----- ENTRIES SUPPLIED

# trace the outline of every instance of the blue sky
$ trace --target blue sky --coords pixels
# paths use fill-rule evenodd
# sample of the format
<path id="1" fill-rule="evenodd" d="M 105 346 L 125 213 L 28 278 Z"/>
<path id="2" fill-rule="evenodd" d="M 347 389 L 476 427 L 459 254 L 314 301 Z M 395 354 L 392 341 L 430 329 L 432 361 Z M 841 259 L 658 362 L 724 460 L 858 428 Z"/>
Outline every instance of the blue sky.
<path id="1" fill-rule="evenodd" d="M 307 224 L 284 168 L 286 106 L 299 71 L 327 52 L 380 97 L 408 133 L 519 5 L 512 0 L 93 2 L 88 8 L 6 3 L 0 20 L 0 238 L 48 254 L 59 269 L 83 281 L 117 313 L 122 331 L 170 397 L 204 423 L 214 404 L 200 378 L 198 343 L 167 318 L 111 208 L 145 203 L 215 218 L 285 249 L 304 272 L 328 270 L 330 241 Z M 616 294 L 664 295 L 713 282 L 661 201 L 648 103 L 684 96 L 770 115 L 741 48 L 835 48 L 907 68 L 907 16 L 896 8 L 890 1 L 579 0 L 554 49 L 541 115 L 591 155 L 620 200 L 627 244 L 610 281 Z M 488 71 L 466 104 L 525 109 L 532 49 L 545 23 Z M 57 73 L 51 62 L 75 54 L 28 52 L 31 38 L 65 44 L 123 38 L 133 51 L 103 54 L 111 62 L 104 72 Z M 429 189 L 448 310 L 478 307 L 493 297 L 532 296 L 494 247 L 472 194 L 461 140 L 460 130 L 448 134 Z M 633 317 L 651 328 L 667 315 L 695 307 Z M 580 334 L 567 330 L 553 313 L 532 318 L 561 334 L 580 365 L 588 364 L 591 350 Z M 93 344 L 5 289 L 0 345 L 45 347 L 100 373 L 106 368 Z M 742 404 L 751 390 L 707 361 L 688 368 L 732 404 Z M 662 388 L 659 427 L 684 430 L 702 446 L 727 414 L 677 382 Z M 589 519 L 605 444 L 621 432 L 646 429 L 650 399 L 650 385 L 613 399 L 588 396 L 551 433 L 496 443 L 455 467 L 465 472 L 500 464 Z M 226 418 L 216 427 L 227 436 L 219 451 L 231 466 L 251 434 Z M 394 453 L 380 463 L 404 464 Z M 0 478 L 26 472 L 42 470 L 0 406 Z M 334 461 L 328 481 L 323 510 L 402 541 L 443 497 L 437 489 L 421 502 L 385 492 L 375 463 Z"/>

----------

REQUIREMENTS:
Render the lines above as a two-column CSV with the headers "instruction" and "outline," giving one row for each instruction and its answer. Put each value in a single quoted field with any line breaks replaced by spaces.

SOLUTION:
instruction,outline
"# trace the outline of every instance of the blue sky $ trace --target blue sky --coords pixels # paths use fill-rule evenodd # sample of the format <path id=""1"" fill-rule=""evenodd"" d=""M 105 346 L 125 213 L 28 278 Z""/> <path id=""2"" fill-rule=""evenodd"" d=""M 347 389 L 476 427 L 459 254 L 314 301 Z M 395 354 L 392 341 L 430 329 L 432 361 Z M 841 259 L 658 362 L 724 460 L 858 428 Z""/> Outline every instance of the blue sky.","<path id=""1"" fill-rule=""evenodd"" d=""M 307 224 L 284 168 L 286 106 L 299 71 L 327 52 L 380 97 L 408 133 L 519 5 L 512 0 L 93 2 L 88 8 L 6 3 L 0 20 L 0 238 L 48 254 L 59 269 L 83 281 L 117 313 L 122 331 L 170 397 L 204 423 L 214 404 L 200 378 L 198 343 L 167 318 L 111 208 L 145 203 L 215 218 L 285 249 L 304 272 L 328 270 L 330 241 Z M 616 294 L 664 295 L 713 282 L 661 201 L 648 103 L 684 96 L 770 115 L 741 48 L 835 48 L 907 68 L 907 16 L 896 8 L 890 1 L 579 0 L 554 49 L 541 115 L 591 155 L 620 200 L 627 244 L 610 281 Z M 488 71 L 466 104 L 525 109 L 532 49 L 545 23 Z M 57 73 L 51 62 L 75 54 L 28 52 L 31 38 L 65 44 L 123 38 L 133 51 L 103 54 L 111 62 L 104 72 Z M 429 189 L 448 310 L 478 307 L 493 297 L 532 296 L 494 247 L 472 194 L 461 140 L 460 130 L 448 134 Z M 633 317 L 651 328 L 667 315 L 695 307 Z M 580 334 L 567 330 L 553 313 L 532 318 L 561 334 L 580 365 L 588 364 L 591 350 Z M 93 344 L 5 289 L 0 345 L 45 347 L 100 373 L 106 368 Z M 742 404 L 751 390 L 707 361 L 688 368 L 732 404 Z M 662 388 L 659 427 L 684 430 L 702 446 L 727 414 L 677 382 Z M 589 519 L 605 444 L 621 432 L 646 429 L 650 399 L 650 385 L 613 399 L 588 396 L 551 433 L 496 443 L 455 467 L 465 472 L 500 464 Z M 226 418 L 216 427 L 227 436 L 219 451 L 231 466 L 251 434 Z M 394 453 L 380 463 L 404 464 Z M 0 478 L 26 472 L 42 470 L 0 406 Z M 334 461 L 328 481 L 323 510 L 402 541 L 443 497 L 437 489 L 421 502 L 385 492 L 375 463 Z""/>"